Work to complete = Substitute "marker" for each occurrence of "pin" in the items below, and copy everything else unchanged.

Data entries

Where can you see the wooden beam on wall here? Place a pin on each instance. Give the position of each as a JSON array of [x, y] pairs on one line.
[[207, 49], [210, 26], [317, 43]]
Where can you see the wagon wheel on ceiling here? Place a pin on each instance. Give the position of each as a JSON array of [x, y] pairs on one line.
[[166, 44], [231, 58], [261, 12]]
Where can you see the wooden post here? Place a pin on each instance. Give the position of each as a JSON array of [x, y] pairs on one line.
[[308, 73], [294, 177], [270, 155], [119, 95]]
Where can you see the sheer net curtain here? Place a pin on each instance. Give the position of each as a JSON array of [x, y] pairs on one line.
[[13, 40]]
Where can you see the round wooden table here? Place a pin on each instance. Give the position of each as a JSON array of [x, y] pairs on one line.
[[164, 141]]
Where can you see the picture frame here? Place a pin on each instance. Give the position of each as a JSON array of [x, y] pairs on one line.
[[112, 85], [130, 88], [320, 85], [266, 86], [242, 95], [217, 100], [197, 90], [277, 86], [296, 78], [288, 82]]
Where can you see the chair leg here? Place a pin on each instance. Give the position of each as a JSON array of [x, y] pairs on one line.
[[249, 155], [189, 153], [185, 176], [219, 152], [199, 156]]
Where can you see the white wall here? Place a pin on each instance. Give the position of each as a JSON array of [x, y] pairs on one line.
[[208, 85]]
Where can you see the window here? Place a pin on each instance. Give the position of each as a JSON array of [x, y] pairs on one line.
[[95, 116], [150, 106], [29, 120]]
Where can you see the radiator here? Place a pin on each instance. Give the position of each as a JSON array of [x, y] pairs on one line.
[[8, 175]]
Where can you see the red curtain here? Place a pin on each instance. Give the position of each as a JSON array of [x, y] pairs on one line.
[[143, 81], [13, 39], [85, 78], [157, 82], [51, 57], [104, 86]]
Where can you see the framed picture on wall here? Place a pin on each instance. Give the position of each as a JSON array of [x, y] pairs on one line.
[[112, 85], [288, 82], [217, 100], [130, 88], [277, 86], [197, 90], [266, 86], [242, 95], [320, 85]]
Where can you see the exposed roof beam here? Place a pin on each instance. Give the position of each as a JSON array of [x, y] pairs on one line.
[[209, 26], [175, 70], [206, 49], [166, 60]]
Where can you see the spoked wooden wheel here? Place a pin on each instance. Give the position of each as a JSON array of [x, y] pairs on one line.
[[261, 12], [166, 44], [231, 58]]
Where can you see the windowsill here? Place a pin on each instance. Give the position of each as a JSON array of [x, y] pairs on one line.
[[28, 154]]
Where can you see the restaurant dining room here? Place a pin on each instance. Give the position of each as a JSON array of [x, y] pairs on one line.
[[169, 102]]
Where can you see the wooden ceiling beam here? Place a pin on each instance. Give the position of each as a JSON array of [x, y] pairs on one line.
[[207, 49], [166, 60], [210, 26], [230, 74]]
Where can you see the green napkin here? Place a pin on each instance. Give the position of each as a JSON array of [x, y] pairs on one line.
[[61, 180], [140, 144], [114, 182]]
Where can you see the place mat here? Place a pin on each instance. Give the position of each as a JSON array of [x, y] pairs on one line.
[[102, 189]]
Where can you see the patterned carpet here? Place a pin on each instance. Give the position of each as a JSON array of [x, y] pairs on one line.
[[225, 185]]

Result of the task =
Where can you see the wooden beam on wall here? Place a marker on each instance. Give the position of each as a JSON array of [x, y] pairs on one line.
[[207, 49], [210, 26], [317, 43]]
Where can you see the wagon wheel on ceiling here? Place a marker on each instance. Give the position of each as a JSON array of [x, y] pairs on one line.
[[166, 44], [231, 58], [261, 12]]
Where can you see the wooden post here? Place a marker on each instance. Give the position of each as a JSON array of [x, y] pairs on one line.
[[308, 73], [294, 177], [270, 155], [119, 95]]
Where can you see the sheer net curtain here? Place a marker on each instance. Give the position of each as a JSON array of [x, y] pairs on one line.
[[13, 40]]
Where can you see the round wooden table here? Place a marker on each instance. Give the position of each as a JSON array of [x, y] pairs on one line.
[[164, 141]]
Where can you see the picture frame here? Place a marker on each instance. Give the position of each as a JSON array of [x, y] pairs on one line.
[[112, 85], [130, 88], [320, 85], [266, 86], [242, 95], [217, 100], [197, 90], [277, 86], [296, 78], [288, 82]]
Where can you see the chair leg here? Place a marker on each instance. Give the position of each as a JSON array of [x, y] pairs on one line.
[[249, 155], [189, 153], [185, 176], [219, 152], [199, 156]]
Where can you see the white wall here? Place a marker on each instance. Give the position of each as a JSON array of [x, y] pairs on one line.
[[208, 85]]
Where can you see the window here? Place a marker on each instance. Give the position of each as a JSON array of [x, y] pairs on one line.
[[95, 116], [150, 106], [29, 120]]
Where can you see the radiator here? Place a marker on each instance. Give the position of each as a JSON array of [x, y] pairs on one line.
[[8, 175]]
Where can you see the red curtain here? Place a marker on each instance. Give the position of each as a JSON array of [x, y] pairs on one line.
[[143, 81], [13, 39], [85, 78], [157, 82], [51, 57], [104, 86]]
Where can you see the framed picture on wall here? Place a marker on each instance. Give the position of each as a JSON array of [x, y] pairs on one line.
[[112, 85], [288, 82], [217, 100], [130, 88], [277, 86], [197, 90], [266, 86], [242, 95], [320, 85]]
Where can you see the exposed roof beam here? Place a marker on each instance. Give the position of each as a JSON array of [x, y] pairs on one line.
[[209, 26], [175, 70], [206, 49], [166, 60]]
Where can you see the spoked wooden wheel here? Place a marker on each instance. Give the position of each as a JSON array of [x, y] pairs on one line.
[[261, 12], [166, 44], [231, 58]]
Where can you see the windowsill here? Place a marker on each instance. Give the position of each as a JSON array of [x, y] pairs on one line.
[[28, 154]]
Where can you see the restaurant dining room here? Place a marker on each instance. Give the position of each as a JSON array of [x, y] pairs on one line.
[[169, 102]]
Where can you see the wooden ceiling beam here? Place a marker on each instance. Give the position of each as a JSON array of [x, y] pairs on one line.
[[207, 49], [166, 60], [210, 26], [230, 74]]
Where can you see the green napkin here? Place a marker on each instance. Give the position of each as a JSON array of [x, y] pairs on one line.
[[61, 180], [140, 144], [114, 182]]
Where can you see the place mat here? Place a marker on each instance. Give the position of each as a JSON array of [x, y] pairs on one line.
[[102, 189]]
Where can you see the patterned carpet here? Place a marker on each instance. Give the position of each as a JSON array of [x, y] pairs on one line.
[[225, 185]]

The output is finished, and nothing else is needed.